Consegna: Riscrivi soltanto le righe comprese tra quella che contiene "One marker per instance of the parked" e quella che contiene "[(135, 74), (71, 79)]", entrambe incluse, mettendo "parked vehicle" al posto di "parked car" e lasciando tutto il resto invariato.

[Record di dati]
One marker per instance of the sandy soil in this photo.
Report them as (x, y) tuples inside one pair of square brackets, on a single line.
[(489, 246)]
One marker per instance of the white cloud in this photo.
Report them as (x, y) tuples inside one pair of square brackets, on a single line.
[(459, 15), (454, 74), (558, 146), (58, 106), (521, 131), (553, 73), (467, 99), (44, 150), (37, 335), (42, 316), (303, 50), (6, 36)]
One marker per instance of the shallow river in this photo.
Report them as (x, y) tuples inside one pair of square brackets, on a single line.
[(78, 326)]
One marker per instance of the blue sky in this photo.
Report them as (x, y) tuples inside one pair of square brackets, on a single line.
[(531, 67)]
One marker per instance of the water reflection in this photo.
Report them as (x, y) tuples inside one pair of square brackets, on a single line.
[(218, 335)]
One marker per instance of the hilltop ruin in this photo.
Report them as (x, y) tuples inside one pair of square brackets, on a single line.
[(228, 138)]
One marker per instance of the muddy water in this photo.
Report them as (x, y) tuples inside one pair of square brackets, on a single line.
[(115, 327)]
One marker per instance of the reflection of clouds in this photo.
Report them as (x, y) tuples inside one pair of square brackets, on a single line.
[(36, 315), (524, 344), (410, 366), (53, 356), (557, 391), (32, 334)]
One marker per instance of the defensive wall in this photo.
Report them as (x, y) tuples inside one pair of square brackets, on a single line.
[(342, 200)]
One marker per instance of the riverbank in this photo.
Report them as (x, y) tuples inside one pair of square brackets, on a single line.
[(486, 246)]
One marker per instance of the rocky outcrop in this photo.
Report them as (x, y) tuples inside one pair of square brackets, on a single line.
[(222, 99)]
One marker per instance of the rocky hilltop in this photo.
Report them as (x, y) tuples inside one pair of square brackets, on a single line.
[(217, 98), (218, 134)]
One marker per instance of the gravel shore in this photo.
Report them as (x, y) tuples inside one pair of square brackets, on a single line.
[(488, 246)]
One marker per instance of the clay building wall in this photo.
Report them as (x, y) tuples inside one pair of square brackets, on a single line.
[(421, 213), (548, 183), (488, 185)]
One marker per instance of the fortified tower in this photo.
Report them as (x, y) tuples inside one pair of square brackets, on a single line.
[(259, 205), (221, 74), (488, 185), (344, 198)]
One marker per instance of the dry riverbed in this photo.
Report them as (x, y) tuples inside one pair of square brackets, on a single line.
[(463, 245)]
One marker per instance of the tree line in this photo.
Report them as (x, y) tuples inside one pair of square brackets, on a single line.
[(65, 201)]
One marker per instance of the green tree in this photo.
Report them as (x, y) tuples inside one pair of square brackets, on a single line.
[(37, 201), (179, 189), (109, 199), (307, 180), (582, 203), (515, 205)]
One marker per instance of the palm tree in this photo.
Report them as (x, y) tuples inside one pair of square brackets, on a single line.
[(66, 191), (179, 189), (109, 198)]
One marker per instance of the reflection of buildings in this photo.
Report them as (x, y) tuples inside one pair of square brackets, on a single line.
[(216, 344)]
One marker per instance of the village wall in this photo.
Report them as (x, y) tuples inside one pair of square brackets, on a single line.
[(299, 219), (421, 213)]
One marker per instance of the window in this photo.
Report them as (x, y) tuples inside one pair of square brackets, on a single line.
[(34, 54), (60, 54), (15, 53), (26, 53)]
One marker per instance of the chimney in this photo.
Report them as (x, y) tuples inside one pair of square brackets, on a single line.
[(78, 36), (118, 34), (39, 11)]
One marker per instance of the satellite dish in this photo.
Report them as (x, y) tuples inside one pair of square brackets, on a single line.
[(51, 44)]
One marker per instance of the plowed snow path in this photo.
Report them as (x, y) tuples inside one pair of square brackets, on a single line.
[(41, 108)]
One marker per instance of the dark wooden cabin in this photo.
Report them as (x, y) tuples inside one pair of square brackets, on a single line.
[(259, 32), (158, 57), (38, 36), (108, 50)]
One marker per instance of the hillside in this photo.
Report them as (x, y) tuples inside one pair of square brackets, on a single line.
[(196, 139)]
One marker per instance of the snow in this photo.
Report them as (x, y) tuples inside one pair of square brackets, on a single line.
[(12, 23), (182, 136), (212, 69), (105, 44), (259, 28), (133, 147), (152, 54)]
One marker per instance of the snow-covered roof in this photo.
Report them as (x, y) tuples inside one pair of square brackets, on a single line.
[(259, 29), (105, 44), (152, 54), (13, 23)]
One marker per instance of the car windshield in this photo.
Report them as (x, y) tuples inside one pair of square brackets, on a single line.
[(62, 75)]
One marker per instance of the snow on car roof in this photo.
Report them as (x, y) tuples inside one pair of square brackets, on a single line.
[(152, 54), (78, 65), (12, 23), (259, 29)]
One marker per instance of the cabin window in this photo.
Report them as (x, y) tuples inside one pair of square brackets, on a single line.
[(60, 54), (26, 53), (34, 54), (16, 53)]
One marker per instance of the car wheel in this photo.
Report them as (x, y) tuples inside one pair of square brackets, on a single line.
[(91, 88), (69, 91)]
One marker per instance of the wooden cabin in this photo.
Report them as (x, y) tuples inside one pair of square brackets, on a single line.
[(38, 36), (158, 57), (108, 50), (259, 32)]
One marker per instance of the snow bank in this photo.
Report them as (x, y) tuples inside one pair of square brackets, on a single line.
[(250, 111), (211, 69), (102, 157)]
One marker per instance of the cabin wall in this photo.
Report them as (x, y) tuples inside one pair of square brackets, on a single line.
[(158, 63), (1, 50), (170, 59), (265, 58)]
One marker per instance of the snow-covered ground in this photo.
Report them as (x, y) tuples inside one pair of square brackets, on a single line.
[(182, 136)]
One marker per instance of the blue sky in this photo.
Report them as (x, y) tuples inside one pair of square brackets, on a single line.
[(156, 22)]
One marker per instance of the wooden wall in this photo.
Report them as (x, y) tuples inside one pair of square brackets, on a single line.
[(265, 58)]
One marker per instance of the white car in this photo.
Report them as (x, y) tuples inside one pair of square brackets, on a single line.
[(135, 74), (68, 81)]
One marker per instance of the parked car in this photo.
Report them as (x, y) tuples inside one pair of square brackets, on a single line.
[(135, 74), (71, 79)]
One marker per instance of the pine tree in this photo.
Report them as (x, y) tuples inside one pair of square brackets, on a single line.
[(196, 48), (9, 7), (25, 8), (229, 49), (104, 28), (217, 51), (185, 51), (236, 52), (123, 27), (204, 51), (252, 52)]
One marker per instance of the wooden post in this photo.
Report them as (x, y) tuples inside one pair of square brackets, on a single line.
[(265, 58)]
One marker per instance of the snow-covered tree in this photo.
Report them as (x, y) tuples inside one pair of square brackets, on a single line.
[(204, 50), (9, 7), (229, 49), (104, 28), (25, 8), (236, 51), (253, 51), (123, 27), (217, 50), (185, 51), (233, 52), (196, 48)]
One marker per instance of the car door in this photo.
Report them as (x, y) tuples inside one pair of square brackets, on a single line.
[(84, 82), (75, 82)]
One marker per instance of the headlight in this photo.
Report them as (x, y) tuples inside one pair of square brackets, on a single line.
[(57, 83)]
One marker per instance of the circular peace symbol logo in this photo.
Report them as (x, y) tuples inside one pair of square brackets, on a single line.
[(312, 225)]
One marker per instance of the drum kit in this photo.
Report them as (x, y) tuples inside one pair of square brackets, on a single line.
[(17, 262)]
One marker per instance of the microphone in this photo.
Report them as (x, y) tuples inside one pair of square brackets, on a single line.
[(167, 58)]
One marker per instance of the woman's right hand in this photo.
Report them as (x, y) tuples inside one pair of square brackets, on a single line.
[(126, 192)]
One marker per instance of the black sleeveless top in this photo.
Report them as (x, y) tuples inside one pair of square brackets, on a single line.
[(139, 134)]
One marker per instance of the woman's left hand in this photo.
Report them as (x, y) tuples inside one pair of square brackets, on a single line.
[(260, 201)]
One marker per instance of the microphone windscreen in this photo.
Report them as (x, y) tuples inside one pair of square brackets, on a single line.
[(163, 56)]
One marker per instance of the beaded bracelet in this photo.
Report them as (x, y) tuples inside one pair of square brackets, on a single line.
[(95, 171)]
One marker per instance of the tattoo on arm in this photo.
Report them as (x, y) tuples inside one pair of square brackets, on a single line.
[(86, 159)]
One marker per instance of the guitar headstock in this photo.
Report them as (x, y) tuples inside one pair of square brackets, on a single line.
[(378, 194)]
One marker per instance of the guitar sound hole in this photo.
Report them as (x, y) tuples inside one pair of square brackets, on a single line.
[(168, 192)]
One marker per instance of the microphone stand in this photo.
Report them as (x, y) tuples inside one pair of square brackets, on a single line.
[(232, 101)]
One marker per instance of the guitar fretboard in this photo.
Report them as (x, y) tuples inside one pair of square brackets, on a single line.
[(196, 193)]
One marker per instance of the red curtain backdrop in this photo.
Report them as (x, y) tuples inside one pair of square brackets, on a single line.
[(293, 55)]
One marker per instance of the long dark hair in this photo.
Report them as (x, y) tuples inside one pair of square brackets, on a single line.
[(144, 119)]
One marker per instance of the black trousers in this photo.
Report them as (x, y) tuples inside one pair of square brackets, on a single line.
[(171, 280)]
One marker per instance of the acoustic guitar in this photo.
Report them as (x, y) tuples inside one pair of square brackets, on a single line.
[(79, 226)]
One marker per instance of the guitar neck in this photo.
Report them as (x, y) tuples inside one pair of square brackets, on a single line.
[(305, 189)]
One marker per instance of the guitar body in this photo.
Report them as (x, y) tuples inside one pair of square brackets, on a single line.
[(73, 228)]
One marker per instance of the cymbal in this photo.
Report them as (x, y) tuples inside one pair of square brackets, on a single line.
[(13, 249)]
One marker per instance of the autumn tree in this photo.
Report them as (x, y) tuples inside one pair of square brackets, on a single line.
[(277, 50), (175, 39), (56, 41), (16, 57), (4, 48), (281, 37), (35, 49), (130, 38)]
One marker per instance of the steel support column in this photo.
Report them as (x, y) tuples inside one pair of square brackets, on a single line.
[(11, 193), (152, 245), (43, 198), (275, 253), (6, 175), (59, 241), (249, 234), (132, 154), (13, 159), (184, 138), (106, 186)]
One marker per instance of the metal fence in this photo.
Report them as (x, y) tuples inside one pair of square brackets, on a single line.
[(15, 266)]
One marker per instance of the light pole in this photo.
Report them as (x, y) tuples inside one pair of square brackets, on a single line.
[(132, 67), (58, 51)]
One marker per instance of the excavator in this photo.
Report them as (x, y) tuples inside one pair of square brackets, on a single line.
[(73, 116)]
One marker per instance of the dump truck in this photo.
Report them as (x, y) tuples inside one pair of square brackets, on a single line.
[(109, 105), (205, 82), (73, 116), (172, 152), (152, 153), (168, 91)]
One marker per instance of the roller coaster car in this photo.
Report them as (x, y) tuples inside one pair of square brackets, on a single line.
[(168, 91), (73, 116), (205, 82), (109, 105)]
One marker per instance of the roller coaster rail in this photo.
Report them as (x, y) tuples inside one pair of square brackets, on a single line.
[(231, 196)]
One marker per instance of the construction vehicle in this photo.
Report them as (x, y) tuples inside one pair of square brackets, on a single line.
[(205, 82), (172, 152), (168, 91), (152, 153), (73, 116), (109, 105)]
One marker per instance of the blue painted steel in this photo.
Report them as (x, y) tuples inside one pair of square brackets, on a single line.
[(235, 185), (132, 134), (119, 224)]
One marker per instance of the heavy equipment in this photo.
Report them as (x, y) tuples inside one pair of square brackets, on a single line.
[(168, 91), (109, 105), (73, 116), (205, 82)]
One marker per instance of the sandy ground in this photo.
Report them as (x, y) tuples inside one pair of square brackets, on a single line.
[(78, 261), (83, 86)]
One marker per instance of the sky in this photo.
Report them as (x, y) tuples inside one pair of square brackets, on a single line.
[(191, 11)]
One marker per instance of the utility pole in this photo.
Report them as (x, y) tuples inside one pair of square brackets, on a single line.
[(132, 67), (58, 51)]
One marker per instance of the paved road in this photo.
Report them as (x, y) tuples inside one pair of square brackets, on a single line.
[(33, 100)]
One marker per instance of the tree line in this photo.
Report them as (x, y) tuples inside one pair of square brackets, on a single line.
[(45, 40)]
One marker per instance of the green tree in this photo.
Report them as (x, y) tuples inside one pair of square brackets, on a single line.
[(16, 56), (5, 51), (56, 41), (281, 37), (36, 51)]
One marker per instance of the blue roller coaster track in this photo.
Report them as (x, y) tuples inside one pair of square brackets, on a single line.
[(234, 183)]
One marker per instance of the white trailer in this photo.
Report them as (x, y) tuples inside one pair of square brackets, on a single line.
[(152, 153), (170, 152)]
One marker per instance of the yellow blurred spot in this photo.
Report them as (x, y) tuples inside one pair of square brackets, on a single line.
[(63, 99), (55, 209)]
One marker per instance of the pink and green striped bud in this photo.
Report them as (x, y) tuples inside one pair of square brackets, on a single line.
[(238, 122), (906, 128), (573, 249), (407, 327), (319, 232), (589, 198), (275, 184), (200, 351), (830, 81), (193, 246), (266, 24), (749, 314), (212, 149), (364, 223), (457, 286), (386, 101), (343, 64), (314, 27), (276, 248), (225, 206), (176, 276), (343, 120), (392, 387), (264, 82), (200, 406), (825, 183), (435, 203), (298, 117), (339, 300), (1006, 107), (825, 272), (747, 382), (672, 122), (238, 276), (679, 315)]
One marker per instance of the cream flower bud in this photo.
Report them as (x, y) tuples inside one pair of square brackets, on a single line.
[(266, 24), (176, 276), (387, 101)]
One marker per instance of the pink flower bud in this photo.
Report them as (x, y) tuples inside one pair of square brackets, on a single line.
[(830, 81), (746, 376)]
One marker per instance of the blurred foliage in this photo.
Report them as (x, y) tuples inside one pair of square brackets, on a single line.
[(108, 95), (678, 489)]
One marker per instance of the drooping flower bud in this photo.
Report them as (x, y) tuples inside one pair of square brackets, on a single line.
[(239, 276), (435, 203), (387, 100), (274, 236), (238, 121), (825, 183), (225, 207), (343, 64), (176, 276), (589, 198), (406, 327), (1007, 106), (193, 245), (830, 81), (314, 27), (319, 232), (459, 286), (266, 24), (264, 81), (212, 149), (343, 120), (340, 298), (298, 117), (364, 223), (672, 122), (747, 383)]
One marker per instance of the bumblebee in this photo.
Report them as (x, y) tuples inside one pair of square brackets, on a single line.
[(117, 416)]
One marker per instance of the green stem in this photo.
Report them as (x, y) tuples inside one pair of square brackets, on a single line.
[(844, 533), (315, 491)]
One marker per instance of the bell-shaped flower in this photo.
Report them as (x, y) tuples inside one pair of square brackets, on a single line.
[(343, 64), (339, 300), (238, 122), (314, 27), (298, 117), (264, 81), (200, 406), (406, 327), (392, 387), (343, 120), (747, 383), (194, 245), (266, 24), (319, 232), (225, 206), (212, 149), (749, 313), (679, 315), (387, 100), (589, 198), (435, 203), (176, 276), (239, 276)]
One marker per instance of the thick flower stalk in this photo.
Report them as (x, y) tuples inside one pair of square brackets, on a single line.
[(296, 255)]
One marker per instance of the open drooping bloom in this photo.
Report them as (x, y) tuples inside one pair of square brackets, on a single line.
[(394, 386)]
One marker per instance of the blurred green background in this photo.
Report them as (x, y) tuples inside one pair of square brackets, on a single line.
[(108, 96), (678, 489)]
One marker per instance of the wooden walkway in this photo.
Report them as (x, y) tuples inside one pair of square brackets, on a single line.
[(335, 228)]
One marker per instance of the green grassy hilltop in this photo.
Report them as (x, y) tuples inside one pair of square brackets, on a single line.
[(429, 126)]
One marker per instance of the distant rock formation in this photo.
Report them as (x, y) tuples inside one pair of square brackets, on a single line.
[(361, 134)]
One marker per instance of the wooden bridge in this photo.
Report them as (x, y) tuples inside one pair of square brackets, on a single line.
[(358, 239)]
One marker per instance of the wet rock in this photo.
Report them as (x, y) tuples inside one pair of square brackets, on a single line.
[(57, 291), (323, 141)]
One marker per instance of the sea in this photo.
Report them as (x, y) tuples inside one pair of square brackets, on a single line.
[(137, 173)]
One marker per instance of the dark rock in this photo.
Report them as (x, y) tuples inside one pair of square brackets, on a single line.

Risposta scritta:
One marker per instance of the parked vehicle in this photo.
Report them as (x, y) tuples inside one pair of square brackets, on a single line.
[(135, 74), (71, 79)]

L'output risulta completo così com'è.